THE TASK:
Nothing in the records may be altered, so transcribe them exactly.
[Start of Attachment]
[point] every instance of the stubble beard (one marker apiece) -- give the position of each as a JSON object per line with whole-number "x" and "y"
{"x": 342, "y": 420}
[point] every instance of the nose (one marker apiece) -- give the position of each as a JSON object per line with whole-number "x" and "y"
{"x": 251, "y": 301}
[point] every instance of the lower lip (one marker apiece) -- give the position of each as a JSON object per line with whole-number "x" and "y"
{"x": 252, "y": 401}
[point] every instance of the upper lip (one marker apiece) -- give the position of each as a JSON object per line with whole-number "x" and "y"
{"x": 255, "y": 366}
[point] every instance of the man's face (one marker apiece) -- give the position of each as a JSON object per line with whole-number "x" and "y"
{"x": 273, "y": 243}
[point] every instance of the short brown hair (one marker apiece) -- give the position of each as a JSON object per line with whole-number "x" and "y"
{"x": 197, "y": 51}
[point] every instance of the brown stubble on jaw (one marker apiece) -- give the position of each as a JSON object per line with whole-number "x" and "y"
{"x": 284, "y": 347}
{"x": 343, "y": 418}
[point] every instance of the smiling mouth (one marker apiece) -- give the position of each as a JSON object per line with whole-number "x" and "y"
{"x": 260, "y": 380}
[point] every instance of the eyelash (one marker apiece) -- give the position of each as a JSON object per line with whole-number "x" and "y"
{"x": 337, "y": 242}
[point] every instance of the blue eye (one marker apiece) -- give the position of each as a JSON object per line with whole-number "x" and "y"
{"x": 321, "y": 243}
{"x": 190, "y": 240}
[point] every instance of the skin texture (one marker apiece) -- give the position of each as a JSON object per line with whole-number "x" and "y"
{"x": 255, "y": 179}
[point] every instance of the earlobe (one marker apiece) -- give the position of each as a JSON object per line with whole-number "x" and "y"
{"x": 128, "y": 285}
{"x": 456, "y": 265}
[End of Attachment]
OUTPUT OF THE TASK:
[point] every instance of the stubble beard (one marker apiece) -- give the position of each as a JSON object per line with whole-number "x" and "y"
{"x": 342, "y": 420}
[point] every instance of the nose (one marker apiece) -- give the position of each as a JSON object per line with whole-number "x" and "y"
{"x": 251, "y": 301}
[point] every instance of the lower lip (one marker apiece) -- give the position of each as a JSON object per line with whole-number "x" and "y"
{"x": 252, "y": 401}
[point] every instance of the upper lip (one marker apiece) -- give the position of each as a JSON object per line with whole-number "x" and "y"
{"x": 255, "y": 366}
[point] every instance of the man's face (one marker apiece) -- give the position of each as a JSON object per line with whole-number "x" and "y"
{"x": 273, "y": 243}
[point] every instance of the short brown hair (one marker apiece) -- give the position of each as a JSON object per line with whole-number "x" and "y"
{"x": 197, "y": 51}
[point] every instance of the brown stubble on jaw (one marker apiece) -- give the position of each as a JSON object per line with whole-number "x" and "y"
{"x": 284, "y": 347}
{"x": 343, "y": 418}
[point] every instance of the smiling mouth (one marker apiece) -- give the position of each as a JSON object per line with whole-number "x" and "y"
{"x": 260, "y": 380}
[point] every instance of the eyelash (one marker apiece) -- give the position of each as a JSON object per line with whole-number "x" and "y"
{"x": 337, "y": 242}
[point] every instance of the blue eye (one marker apiece) -- give the position of each as a JSON object per line with whole-number "x" and "y"
{"x": 321, "y": 243}
{"x": 190, "y": 240}
[point] every instance of the skin texture (one marker apiece) -- give the position of each as a JSON object per line with whole-number "x" and "y"
{"x": 255, "y": 179}
[point] every instance of the earlobe (one marker apiece) -- give the position of each as a JSON object per line with whole-number "x" and "y"
{"x": 128, "y": 285}
{"x": 456, "y": 265}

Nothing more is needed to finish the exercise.